- _WHAT YOU HAVE TO DO_
Rewrite everything from the start of the records down to the line containing "446,614,530,721", both included, leaving the requests as they are. Multiply each bounding-box coordinate in the answers by 1.35 and round to whole numbers, with halves rounded up.

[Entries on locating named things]
━━━━━━━━━━━━━━━━
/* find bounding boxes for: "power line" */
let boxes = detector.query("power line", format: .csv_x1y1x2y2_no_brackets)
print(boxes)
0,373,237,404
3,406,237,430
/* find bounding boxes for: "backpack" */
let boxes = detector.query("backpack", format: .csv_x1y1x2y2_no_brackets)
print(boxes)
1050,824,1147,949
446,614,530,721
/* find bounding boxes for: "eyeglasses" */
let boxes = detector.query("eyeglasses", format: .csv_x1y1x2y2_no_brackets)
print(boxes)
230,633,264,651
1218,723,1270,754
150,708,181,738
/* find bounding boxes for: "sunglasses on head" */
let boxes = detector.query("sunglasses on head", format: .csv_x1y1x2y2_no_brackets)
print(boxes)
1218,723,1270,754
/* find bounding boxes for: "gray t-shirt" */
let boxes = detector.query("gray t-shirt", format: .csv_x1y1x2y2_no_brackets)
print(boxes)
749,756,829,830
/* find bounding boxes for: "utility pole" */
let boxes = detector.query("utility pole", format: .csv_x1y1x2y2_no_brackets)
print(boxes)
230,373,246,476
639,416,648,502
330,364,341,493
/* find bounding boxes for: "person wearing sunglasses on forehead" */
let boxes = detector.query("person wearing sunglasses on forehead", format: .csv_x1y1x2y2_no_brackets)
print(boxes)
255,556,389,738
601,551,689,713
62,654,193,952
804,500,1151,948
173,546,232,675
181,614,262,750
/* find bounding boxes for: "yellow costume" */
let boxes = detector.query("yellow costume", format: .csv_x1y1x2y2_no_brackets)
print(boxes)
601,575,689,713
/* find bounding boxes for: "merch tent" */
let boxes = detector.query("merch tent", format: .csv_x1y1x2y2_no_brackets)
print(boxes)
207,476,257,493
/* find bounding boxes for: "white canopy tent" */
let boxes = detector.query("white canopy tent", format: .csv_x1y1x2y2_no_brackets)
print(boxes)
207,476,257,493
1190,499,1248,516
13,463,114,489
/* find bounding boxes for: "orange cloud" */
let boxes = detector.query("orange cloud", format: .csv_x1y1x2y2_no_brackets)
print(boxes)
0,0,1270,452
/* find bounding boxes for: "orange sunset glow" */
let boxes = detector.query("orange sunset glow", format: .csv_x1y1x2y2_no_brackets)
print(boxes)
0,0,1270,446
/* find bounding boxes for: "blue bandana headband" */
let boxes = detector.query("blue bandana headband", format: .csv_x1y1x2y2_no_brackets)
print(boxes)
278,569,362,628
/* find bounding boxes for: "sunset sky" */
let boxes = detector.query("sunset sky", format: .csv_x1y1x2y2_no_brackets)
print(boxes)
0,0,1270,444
━━━━━━━━━━━━━━━━
- _TASK ANSWER_
/* find bounding boxes for: "power line" */
let boxes = detector.query("power line", format: .csv_x1y1x2y2_no_brackets)
print(boxes)
0,504,320,545
4,548,320,581
/* find bounding boxes for: "backpack" */
let boxes = detector.query("backpack", format: .csv_x1y1x2y2_no_brackets)
print(boxes)
1418,1112,1548,1281
602,829,716,973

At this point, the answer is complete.